▸ Point localization data

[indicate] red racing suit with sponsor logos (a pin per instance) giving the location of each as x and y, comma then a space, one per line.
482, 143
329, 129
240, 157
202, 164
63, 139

▸ What to work on
Exactly as they appear above, transcribe the records in full.

▸ Your solution
[indicate] red racing suit with sponsor logos (a pin per instance) giving the location of each as x and y, comma then a space, one per line.
482, 143
329, 129
240, 157
202, 164
63, 139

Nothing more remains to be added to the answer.